-- start --

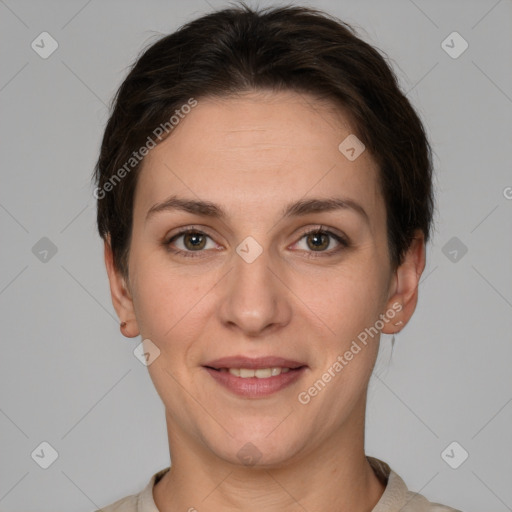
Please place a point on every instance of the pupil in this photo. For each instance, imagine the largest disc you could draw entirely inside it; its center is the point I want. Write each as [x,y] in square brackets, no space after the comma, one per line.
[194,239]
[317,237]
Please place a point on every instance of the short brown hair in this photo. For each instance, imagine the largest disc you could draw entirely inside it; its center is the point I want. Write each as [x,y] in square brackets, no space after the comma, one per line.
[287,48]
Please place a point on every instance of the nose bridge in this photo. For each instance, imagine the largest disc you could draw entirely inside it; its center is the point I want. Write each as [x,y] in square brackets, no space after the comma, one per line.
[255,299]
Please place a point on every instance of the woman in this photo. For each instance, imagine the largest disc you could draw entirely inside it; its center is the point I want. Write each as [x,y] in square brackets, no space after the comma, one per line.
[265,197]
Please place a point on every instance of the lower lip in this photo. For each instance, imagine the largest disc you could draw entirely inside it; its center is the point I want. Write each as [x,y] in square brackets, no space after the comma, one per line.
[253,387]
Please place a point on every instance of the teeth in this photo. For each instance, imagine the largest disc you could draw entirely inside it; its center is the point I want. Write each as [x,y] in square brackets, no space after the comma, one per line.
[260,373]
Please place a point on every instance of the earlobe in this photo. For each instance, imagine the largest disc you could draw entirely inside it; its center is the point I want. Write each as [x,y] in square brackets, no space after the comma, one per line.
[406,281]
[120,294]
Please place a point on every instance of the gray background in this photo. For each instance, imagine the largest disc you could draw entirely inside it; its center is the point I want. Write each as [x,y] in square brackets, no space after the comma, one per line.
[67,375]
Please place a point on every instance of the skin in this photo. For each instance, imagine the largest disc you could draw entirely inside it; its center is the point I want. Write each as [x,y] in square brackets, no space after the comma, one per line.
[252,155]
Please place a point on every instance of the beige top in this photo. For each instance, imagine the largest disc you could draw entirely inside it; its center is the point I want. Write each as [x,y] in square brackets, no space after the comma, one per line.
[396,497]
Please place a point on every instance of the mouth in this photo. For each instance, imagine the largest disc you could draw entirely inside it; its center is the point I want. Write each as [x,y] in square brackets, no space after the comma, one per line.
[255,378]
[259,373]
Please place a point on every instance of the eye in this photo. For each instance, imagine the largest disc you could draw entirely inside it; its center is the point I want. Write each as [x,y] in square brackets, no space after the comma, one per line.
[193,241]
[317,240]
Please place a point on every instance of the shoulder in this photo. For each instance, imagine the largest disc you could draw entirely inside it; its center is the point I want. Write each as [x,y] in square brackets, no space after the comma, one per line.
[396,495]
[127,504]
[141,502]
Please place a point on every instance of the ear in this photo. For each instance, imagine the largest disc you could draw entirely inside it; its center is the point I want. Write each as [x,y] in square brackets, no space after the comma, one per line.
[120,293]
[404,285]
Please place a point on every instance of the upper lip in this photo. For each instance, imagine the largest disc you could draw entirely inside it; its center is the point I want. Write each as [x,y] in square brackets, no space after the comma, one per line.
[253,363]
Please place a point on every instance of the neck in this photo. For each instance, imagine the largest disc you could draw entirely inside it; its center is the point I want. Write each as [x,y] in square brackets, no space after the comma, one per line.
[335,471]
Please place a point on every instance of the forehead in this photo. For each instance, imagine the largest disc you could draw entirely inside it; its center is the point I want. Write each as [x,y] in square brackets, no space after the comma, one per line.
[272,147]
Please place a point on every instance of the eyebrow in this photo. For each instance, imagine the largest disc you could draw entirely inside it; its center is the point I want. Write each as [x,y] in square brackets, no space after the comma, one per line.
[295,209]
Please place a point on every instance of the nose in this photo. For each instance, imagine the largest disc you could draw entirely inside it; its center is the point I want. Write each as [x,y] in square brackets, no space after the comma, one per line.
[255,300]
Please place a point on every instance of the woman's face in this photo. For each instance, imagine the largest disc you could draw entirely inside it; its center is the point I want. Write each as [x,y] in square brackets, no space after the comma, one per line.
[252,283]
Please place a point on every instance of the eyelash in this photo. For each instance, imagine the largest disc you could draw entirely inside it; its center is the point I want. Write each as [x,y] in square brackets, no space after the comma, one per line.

-- end --

# TO BE DONE
Write out, word for word, the line containing "Please place a point on every instance of the woman's" and every line after it to the end of the data above.

# SOLUTION
Please place a point on every instance of the woman's face in this photo. For each instance, imagine the largest disc you could draw entirely inside it; its center is the point I want. Write each as [x,y] in square brackets, no space after the comma, one per line.
[252,283]
Please place a point on every instance of the eyelash in this photo. For each instance, imagine the largest disc you could draw entirely inside it; its center is the point I want. Write each as [x,y] in square brackets, no space after the comma, one per line.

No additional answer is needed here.